→ What to produce
Scale the lines in the stretch from the line containing "Expected: for every instance of the man's gray" through the end of the items below, reproducing each one in full and multiplying every point coordinate by 0.65, rounded to a whole number with halves rounded up. Return only those lines, with all other text unchanged.

[Part of a data file]
◆ ◆ ◆ ◆ ◆ ◆ ◆
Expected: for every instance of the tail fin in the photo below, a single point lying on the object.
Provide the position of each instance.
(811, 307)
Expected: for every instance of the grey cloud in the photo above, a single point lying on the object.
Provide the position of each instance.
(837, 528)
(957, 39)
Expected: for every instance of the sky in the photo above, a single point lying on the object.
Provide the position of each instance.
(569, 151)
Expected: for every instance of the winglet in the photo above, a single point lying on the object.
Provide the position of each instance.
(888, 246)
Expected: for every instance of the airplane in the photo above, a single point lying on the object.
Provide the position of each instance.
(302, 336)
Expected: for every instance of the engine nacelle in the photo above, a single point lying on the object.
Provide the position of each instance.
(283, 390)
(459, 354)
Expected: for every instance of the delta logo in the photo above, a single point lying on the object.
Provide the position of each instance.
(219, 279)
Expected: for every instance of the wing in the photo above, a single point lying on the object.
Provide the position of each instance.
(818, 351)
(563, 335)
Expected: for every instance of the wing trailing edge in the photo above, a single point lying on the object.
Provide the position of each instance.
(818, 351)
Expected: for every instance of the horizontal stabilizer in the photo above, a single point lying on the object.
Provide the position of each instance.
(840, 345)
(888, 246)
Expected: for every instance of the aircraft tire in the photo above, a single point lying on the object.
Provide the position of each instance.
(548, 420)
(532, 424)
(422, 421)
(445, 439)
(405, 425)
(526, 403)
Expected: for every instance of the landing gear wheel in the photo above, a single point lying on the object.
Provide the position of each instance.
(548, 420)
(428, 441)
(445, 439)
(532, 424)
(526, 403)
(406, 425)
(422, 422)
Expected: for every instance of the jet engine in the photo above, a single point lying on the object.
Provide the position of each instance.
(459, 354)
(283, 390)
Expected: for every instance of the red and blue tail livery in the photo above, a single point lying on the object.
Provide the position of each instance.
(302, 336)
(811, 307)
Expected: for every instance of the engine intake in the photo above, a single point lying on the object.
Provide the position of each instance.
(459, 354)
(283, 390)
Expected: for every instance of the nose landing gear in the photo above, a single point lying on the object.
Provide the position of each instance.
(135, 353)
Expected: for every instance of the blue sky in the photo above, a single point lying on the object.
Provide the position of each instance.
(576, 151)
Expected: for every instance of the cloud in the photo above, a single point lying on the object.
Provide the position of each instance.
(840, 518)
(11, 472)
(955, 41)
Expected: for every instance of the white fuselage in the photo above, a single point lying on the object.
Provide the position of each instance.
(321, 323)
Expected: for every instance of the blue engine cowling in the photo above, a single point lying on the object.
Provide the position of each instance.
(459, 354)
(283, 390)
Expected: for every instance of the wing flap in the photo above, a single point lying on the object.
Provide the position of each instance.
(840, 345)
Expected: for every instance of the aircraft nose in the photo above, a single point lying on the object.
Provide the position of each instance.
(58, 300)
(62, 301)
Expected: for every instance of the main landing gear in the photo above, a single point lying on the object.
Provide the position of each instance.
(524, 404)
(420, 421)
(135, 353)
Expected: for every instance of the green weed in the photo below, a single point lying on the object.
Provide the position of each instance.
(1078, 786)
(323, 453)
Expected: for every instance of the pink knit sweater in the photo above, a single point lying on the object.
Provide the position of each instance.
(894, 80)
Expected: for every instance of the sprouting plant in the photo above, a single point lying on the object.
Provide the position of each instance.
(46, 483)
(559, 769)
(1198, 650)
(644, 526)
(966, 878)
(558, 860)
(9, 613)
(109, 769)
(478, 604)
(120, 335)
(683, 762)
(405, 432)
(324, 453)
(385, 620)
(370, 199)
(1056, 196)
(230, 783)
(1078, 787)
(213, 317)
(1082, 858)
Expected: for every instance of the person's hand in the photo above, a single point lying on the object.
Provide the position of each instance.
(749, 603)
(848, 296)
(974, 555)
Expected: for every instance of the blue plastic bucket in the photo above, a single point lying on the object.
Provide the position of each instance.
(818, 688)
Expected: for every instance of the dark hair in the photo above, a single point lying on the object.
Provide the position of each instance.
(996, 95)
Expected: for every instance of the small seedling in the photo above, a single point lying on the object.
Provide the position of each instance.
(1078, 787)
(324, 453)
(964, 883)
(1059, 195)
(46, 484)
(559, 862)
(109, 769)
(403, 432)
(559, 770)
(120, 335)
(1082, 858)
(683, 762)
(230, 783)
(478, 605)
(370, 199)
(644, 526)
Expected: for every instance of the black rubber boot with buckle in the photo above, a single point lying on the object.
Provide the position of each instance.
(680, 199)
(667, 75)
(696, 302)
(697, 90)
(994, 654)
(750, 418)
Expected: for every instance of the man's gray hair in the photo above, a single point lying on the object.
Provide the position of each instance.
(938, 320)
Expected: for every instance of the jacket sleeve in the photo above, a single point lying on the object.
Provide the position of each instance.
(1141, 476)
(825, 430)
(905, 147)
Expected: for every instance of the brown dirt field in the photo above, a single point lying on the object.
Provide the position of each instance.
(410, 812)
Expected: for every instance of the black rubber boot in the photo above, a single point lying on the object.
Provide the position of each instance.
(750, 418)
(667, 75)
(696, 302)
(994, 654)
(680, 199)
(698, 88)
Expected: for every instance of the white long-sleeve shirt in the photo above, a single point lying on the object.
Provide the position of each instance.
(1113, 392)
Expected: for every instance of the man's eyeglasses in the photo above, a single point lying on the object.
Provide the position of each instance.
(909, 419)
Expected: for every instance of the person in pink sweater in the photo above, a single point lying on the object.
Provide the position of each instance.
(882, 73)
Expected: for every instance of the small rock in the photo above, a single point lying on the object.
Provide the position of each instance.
◆ ◆ ◆ ◆ ◆ ◆ ◆
→ Task solution
Expected: for every instance of the man's gray hair in the photo above, a single point lying on the object.
Provide the position of each instance.
(610, 208)
Expected: for every instance of the jacket sleeve in the photo above, a single point lying on the object.
Provide the position of each instance.
(742, 309)
(536, 280)
(588, 96)
Expected: for every instance of the brown dirt field in the photo above, a single point lying on the object.
Provide the position of each instance.
(267, 528)
Expected: for every instance of the black rubber boot in the photo above, a single point lying on the object.
Provide the position of each instance.
(488, 272)
(434, 49)
(452, 196)
(646, 425)
(442, 129)
(454, 57)
Expected: for every instance of the white long-sleeve shirt in the photo above, a single point lying on the object.
Provide the position of each instance.
(723, 255)
Expected: for every instance of the man's eyeglasses in the photo above, a single point lying on the object.
Provide the position of each instance.
(591, 272)
Expected: for every instance of the person in pink sweater in the photo above, a single point lying on the object.
Provide the position of each instance.
(573, 47)
Expected: for every instance of the small rock in the photo above, a single point lying on the object.
Provide the position of each instance.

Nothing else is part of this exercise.